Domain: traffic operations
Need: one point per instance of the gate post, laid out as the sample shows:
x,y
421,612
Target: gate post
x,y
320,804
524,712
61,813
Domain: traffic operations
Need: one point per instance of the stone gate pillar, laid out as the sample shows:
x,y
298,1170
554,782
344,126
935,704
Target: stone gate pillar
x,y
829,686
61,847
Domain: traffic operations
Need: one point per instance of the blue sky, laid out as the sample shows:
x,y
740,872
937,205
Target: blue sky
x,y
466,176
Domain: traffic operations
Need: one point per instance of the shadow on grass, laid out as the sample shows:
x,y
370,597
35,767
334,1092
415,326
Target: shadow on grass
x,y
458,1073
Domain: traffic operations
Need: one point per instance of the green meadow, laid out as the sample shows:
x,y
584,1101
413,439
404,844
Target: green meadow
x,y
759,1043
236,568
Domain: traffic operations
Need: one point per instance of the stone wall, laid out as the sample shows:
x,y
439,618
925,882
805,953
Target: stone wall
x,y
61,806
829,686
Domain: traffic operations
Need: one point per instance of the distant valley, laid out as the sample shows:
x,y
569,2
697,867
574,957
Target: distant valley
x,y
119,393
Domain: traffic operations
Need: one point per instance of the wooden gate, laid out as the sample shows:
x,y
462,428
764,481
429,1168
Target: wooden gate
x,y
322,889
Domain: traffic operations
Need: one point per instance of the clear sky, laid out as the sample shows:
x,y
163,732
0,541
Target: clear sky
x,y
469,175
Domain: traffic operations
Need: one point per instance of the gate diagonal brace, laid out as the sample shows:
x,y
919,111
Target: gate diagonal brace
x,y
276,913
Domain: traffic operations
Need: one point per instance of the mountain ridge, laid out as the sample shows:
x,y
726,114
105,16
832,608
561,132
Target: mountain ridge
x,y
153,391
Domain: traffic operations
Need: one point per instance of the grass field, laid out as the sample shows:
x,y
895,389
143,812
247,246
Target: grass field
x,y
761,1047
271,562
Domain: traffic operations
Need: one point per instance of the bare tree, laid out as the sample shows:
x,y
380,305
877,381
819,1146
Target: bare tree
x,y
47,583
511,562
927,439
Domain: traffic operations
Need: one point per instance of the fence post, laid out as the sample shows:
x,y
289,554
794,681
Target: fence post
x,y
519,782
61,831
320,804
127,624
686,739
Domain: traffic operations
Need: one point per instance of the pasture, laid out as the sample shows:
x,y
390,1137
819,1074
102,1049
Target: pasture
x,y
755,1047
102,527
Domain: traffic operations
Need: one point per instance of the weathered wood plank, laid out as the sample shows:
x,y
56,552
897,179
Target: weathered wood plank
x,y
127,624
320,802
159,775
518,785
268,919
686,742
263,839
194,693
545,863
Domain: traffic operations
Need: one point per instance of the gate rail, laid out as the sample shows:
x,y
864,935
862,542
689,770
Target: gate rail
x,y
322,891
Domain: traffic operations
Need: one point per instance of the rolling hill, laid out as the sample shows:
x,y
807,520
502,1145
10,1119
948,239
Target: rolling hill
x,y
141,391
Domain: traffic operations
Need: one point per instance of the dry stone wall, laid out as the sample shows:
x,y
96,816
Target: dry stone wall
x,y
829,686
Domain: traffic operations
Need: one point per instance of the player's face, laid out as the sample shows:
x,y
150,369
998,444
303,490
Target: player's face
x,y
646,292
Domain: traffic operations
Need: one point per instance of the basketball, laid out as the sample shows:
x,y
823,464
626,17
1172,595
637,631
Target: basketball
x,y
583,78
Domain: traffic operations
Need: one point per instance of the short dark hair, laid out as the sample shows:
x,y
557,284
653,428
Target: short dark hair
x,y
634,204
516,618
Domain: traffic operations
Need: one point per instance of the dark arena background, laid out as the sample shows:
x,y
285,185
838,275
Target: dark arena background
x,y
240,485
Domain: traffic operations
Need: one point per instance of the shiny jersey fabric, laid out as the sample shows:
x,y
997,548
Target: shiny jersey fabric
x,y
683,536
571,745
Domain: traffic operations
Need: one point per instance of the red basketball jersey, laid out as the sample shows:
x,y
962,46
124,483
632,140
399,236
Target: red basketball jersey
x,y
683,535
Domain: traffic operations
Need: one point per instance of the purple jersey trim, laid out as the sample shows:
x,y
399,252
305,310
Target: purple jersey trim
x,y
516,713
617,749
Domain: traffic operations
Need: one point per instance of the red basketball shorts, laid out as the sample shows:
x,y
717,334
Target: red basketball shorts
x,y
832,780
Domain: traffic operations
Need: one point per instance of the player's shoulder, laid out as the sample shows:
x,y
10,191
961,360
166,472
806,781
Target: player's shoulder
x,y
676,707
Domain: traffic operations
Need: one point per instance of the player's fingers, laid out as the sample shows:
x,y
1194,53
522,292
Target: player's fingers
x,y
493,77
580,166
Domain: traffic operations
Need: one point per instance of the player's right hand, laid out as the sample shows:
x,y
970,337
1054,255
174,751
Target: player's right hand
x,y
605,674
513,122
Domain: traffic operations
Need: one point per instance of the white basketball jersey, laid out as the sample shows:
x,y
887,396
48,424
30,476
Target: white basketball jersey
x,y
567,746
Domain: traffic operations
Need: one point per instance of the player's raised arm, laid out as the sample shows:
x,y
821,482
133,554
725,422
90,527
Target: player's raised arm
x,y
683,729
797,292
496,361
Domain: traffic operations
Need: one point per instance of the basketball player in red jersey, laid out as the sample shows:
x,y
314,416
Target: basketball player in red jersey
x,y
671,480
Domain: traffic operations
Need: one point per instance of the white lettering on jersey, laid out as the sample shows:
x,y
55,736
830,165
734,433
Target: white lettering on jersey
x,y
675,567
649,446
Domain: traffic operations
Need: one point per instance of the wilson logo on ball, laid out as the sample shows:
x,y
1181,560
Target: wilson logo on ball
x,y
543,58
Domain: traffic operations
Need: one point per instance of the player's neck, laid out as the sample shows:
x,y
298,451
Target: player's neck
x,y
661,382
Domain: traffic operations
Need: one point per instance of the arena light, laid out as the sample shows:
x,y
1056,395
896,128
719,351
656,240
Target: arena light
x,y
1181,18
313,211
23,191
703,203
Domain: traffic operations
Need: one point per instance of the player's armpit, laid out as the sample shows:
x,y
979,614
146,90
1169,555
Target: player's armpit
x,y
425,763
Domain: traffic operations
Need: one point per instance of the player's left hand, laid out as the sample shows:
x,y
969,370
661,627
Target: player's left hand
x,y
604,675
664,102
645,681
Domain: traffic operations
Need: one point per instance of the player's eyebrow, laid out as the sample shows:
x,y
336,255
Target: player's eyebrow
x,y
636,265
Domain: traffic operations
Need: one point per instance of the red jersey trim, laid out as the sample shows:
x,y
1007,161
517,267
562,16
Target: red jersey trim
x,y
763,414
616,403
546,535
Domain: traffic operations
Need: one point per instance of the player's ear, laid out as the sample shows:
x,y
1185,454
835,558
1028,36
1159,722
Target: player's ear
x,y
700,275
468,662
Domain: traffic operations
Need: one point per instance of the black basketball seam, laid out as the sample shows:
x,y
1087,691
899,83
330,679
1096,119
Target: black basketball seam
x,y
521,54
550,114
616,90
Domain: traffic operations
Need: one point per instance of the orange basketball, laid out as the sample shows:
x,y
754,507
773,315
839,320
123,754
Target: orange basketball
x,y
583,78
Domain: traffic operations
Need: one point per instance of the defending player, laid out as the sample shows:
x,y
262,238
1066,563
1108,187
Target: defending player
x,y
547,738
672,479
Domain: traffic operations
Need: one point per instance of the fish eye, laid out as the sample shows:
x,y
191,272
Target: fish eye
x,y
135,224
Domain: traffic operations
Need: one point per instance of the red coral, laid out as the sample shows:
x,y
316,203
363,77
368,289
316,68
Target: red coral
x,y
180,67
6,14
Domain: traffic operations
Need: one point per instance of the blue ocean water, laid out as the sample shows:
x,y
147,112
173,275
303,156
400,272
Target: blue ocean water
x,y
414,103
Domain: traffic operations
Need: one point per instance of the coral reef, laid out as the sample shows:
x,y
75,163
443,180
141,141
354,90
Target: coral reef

──────

[Work instructions] Count the lines in the records that contain the string "background", treating uppercase and lowercase as different, and reply with that number alone.

[Task answer] 2